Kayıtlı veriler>
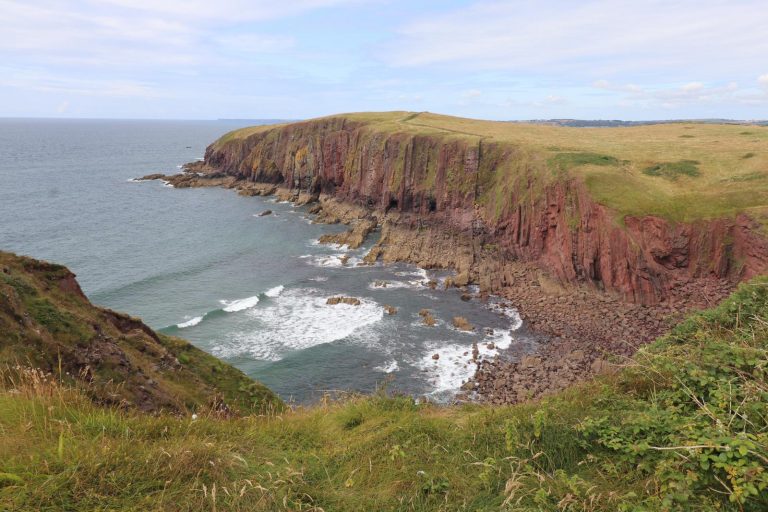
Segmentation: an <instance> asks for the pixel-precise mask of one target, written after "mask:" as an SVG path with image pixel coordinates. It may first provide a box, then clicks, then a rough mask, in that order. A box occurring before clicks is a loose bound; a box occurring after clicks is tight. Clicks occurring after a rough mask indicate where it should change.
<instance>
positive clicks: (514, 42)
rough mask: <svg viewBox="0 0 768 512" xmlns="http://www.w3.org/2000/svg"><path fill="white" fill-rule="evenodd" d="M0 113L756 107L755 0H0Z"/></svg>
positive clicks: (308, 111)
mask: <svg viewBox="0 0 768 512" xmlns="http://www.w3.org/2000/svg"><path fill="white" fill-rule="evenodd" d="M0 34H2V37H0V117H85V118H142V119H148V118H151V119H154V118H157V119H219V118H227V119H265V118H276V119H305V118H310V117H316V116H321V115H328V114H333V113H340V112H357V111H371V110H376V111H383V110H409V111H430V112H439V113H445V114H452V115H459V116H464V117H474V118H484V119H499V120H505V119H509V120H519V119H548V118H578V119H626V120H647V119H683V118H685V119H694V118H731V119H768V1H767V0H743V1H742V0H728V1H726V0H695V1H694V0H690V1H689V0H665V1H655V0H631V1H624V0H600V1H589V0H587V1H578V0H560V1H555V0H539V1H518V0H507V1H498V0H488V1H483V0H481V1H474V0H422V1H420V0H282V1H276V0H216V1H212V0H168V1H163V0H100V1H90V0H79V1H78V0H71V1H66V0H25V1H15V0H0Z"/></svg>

==

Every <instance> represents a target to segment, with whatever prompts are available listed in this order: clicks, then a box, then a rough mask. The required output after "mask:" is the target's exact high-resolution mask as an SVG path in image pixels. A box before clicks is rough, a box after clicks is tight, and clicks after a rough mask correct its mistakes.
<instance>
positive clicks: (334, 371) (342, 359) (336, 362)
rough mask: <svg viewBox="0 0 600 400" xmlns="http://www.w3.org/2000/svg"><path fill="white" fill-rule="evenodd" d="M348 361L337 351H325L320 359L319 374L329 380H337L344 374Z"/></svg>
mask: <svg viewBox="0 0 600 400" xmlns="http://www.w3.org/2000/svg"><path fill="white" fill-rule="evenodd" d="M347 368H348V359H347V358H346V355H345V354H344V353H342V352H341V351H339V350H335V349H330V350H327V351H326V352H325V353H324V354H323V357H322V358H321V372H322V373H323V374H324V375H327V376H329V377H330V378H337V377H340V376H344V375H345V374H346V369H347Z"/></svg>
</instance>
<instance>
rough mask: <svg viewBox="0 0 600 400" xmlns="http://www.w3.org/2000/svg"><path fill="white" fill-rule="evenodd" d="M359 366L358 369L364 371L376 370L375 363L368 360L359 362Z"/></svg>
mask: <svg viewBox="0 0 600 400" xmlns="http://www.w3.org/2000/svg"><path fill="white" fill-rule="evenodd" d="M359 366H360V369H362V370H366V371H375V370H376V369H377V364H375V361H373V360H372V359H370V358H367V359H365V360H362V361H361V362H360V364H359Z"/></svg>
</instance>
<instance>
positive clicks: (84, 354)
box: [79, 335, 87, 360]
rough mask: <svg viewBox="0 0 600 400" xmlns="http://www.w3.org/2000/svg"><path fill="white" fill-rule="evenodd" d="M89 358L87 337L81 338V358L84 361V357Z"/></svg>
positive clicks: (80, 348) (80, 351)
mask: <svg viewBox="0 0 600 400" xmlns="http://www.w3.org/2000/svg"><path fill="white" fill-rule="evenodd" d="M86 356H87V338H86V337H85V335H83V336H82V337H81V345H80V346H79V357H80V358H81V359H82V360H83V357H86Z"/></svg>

Görev ayrıntıları> "Every <instance> represents" ifadesini içeren satırdan başlayıp "361L337 351H325L320 359L319" ifadesini içeren satırda biten satırları, bu iki satır da dahil olmak üzere, hiçbir değişiklik yapmadan kopyalayın.

Sonuç>
Every <instance> represents a target to segment, with whatever prompts are available listed in this order: clicks, then a box, then a rough mask. The required output after "mask:" is the target's exact high-resolution mask as an SVG path in image pixels. A box before clicks is rough, a box after clicks is tight, and clicks after a rough mask correct its mistakes.
<instance>
positive clicks: (334, 371) (342, 359) (336, 362)
rough mask: <svg viewBox="0 0 600 400" xmlns="http://www.w3.org/2000/svg"><path fill="white" fill-rule="evenodd" d="M348 361L337 351H325L320 359L319 374L329 380H337L344 374Z"/></svg>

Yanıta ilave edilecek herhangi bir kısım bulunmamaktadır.